**Perintah Tugas**
Tolong jawab pertanyaan berikut berdasarkan teks tentang gerbong kereta cepat:
(a) Berapa berat satu gerbong kereta cepat yang didesain?
(b) Selain aluminium, unsur apa saja yang terkandung dalam bahan gerbong tersebut?
(c) Apa kepanjangan huruf S dalam RAMS?

Menurut Dosen Departemen Desain Produk Industri ITS itu, spesifikasi untuk berat gerbong KA Cepat akan sangat berbeda dengan kereta konvensional. Jika berat satu gerbong kereta konvensional dengan 50 penumpang kelas eksekutif mencapai 50-60 ton, maka gerbong kereta cepat yang didesain ini hanya 40-45 ton saja.
Perbedaan berat gerbong yang cukup signifikan ini terjadi karena gerbong kereta dibuat dengan bahan berbasis extruded aluminium alloy 6061. Ini merupakan alumunium yang dikeraskan dan mengandung magnesium dan silikon.
Meski memiliki bobot lebih ringan dan bukan dibuat dari bahan stainless steel, kata Agus, hal ini bukan berarti akan menurunkan kualitas dan mengabaikan keselamatan. Semuanya telah dirancang dan dihitung sedemikian rupa dengan berbasis empat aspek wajib yang melekat, yaitu RAMS atau Reliability (keandalan), Availability (ketersediaan), Maintainability (pemeliharaan), dan Safety (keamanan).

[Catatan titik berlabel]
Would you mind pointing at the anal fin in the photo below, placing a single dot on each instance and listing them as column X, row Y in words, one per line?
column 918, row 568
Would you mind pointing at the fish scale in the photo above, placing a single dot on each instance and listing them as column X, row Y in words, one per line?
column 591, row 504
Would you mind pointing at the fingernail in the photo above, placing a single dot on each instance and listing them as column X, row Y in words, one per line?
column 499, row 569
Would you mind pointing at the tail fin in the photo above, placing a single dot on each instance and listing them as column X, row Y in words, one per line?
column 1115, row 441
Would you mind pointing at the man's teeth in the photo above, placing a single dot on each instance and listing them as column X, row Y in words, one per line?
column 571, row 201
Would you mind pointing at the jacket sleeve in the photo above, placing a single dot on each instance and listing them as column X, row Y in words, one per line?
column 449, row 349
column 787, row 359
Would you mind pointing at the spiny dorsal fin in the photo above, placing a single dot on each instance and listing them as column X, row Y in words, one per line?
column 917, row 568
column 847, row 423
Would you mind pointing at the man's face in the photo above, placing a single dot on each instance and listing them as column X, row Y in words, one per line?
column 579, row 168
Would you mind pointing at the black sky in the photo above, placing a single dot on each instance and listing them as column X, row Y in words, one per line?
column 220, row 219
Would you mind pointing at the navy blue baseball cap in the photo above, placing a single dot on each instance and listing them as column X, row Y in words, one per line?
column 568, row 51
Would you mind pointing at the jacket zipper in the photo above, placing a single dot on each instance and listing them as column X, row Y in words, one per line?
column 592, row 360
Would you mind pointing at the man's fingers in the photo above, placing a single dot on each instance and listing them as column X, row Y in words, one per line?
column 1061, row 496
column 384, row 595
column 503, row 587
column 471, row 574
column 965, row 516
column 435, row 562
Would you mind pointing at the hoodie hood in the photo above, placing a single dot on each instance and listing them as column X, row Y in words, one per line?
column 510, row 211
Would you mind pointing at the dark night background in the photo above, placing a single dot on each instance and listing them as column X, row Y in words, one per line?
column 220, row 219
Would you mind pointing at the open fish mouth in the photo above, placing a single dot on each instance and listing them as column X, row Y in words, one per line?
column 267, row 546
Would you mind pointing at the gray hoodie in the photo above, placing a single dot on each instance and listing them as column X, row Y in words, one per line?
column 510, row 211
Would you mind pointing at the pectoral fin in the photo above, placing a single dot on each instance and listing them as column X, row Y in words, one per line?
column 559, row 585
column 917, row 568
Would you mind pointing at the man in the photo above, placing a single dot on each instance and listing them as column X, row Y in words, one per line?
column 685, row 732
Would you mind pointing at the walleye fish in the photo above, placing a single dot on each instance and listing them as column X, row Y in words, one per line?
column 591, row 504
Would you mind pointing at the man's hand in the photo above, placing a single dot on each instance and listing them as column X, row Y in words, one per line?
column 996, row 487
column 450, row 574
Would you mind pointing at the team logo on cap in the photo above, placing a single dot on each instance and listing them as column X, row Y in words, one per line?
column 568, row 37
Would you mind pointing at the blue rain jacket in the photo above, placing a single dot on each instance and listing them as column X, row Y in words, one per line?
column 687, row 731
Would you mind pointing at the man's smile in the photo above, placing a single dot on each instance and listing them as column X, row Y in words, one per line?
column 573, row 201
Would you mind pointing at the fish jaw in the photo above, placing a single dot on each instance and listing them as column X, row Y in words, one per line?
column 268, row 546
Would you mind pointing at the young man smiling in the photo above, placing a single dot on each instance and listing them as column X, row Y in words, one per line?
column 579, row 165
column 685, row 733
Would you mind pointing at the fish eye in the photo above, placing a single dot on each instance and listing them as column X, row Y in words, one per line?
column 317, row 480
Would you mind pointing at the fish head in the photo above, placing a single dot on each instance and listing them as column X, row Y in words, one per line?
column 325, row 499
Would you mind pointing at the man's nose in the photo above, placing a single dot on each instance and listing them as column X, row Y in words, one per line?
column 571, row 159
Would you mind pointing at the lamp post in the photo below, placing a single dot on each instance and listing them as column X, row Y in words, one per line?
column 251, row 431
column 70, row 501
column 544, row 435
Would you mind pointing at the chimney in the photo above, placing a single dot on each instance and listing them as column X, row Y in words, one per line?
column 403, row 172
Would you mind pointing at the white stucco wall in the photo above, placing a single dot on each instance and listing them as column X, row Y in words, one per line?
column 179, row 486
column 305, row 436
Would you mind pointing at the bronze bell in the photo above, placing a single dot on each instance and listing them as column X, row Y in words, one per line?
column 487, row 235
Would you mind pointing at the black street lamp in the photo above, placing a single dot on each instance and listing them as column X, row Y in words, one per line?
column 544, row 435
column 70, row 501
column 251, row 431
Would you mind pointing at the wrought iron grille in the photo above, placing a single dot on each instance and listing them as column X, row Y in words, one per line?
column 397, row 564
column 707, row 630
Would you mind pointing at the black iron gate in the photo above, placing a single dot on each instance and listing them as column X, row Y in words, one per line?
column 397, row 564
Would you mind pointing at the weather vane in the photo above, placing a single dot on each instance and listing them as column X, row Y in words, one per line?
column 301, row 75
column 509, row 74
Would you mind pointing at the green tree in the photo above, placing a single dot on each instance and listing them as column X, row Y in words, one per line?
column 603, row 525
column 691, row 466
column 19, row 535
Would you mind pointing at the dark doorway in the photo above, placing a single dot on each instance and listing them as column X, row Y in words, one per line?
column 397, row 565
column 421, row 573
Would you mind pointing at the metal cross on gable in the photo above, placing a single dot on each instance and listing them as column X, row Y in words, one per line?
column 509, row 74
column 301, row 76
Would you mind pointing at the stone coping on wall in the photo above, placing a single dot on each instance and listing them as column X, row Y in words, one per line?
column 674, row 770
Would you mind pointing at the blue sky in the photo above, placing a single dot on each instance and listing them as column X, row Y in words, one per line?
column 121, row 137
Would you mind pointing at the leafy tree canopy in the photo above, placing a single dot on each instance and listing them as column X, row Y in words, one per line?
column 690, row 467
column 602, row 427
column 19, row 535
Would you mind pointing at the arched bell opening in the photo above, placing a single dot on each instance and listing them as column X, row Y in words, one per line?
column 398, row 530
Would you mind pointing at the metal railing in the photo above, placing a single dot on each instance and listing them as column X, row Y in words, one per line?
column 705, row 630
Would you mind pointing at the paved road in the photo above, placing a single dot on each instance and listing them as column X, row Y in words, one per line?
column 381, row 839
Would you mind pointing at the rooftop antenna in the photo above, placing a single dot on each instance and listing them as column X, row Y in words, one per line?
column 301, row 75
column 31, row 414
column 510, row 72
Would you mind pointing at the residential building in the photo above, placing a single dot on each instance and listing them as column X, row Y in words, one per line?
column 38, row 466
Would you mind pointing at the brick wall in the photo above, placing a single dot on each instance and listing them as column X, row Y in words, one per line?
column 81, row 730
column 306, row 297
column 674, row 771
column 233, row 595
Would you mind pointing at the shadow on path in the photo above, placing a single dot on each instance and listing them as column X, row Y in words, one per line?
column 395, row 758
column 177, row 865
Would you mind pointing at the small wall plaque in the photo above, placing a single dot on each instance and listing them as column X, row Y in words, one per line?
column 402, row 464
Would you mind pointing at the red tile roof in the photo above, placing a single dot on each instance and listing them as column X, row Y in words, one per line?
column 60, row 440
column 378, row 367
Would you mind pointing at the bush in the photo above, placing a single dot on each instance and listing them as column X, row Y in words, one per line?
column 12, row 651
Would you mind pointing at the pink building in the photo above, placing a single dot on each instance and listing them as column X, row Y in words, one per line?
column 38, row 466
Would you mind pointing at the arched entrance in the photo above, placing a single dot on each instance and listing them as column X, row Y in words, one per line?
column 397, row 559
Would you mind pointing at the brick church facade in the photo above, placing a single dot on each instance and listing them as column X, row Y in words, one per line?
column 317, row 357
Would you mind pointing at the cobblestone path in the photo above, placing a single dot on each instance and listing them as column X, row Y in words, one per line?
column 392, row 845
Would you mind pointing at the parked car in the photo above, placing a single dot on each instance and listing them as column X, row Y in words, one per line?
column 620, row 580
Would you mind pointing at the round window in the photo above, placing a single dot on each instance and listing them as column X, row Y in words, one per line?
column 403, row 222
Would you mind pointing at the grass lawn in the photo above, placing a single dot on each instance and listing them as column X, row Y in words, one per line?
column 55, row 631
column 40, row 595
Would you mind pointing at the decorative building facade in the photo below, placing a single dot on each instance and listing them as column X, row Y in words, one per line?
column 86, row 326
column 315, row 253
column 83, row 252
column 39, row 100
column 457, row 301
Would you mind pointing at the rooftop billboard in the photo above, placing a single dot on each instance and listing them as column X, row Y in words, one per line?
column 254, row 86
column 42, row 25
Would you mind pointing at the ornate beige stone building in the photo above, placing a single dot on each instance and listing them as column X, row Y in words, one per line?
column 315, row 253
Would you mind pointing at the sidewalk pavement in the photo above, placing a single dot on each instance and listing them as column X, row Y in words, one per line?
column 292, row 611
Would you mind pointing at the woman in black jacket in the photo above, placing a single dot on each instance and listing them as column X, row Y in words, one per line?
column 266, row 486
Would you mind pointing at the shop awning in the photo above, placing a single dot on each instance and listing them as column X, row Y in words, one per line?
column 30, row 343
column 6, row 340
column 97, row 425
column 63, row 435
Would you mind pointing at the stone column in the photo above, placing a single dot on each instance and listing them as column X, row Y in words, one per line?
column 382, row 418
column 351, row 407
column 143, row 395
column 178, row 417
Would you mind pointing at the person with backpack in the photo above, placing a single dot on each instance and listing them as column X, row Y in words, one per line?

**Jawaban Tertulis**
(a) 40-45 ton.
(b) Magnesium dan silikon.
(c) Safety (keamanan).